**Task brief**. According to the passage on the farmer protests in Madhya Pradesh, which award did the state win five times in a row under Chouhan?

**Reading text**.
=== Section Start ===
The rapid spread of arson and violence to Shajapur, Dhar, Sagar, Dewas, Guna, Indore, Bhopal, Vidisha, Gwalior, suggests planning reminiscent of the sudden Patidar uprising for quotas in Gujarat in July 2015 and the Jat reservation agitation in Haryana in February 2016. All three states are ruled by the Bharatiya Janata Party (BJP); Assembly elections are due in Gujarat (2017) and MP (2018). Congressmen led the protests; many trains had to be cancelled for safety. It is difficult to believe that all protestors were farmers as liquor shops were looted and an ATM machine set on fire after attempts to loot it failed. A toll plaza was vandalized in Mandsaur and approximately Rs 8 to 10 lakh looted. In Maharashtra, another BJP ruled state, farmers called off protests after the government succumbed to pressure to waive loans.

Madhya Pradesh under Chouhan won the Centre’s Krishi Karman award five times consecutively, pulled itself out of the category of BIMARU states, and recorded around 20 per cent growth in agriculture for the past few years. Despite such sterling achievements, Chouhan showed undue panic in announcing ex-gratia relief of Rs one crore each for the families of the five farmers. This forced the administration to extend the same relief to the (Congress-affiliated) farmer who died later in hospital, by which time the Congress party’s role in instigating the crowds was fully known.
=== Section End ===
(Dataset entries)
=== Section Start ===
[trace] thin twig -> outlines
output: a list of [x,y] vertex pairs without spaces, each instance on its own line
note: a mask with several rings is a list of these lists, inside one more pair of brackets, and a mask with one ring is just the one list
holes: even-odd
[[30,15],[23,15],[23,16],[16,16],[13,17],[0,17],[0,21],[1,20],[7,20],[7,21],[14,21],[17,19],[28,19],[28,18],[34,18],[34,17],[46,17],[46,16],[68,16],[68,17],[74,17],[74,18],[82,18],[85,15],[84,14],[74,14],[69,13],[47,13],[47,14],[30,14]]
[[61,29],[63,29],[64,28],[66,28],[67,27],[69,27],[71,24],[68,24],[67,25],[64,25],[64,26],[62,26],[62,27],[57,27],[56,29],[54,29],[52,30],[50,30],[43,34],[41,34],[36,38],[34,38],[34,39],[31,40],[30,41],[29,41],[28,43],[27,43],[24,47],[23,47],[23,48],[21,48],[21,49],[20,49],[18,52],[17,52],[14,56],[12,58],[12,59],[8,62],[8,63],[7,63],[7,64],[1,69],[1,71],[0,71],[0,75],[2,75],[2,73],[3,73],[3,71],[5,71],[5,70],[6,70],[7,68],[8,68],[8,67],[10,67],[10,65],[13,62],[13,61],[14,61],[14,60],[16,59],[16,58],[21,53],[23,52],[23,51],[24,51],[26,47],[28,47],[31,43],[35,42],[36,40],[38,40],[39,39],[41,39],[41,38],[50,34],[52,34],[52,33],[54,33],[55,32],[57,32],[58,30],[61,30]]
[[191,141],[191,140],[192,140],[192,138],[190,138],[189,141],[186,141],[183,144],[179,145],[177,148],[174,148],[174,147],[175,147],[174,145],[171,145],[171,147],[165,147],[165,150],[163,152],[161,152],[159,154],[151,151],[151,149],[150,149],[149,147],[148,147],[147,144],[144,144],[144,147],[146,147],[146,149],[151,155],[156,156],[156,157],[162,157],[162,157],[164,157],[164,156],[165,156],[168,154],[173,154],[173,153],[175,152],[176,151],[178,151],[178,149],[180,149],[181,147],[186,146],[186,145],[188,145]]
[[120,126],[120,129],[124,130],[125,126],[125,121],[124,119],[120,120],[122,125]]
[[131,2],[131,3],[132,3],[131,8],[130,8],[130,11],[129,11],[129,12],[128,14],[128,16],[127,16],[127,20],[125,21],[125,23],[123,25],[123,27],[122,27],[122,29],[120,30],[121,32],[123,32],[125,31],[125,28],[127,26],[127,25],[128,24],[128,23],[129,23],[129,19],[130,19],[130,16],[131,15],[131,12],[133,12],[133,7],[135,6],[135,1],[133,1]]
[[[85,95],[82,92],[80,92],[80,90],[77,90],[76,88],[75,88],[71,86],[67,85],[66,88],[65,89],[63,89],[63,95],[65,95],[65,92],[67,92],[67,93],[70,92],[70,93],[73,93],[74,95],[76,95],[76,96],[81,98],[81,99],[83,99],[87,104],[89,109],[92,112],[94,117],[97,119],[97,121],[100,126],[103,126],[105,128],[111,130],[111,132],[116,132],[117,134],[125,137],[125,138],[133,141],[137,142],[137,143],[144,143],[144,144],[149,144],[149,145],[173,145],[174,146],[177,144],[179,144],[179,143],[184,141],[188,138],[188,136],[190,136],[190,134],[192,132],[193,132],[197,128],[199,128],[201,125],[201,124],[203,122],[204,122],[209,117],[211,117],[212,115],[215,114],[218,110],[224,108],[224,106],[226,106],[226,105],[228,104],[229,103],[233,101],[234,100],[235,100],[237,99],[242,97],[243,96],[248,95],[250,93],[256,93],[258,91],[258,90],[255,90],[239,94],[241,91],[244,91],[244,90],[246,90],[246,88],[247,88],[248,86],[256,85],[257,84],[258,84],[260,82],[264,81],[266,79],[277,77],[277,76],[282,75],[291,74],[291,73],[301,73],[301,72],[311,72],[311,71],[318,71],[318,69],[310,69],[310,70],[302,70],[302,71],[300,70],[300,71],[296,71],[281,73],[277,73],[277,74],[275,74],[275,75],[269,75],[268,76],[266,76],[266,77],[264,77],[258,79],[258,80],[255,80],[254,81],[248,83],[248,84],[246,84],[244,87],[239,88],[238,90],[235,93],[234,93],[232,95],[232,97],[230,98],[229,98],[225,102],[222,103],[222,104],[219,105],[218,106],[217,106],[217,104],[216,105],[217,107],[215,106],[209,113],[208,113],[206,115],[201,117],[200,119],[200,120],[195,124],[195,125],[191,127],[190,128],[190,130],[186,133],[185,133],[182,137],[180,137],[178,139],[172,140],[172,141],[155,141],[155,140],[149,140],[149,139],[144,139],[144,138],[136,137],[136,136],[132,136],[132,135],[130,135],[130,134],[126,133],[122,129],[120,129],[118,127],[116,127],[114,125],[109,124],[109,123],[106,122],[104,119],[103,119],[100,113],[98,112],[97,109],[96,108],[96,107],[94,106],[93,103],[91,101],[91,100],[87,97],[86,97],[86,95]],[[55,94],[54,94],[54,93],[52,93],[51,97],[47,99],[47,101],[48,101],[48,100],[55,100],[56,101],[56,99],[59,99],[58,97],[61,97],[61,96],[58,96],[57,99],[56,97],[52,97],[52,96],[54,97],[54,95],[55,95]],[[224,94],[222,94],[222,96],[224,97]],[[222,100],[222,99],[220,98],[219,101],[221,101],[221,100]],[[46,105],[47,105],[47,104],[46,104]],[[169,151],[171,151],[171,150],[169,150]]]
=== Section End ===
**Answer area**. The Centre's Krishi Karman award.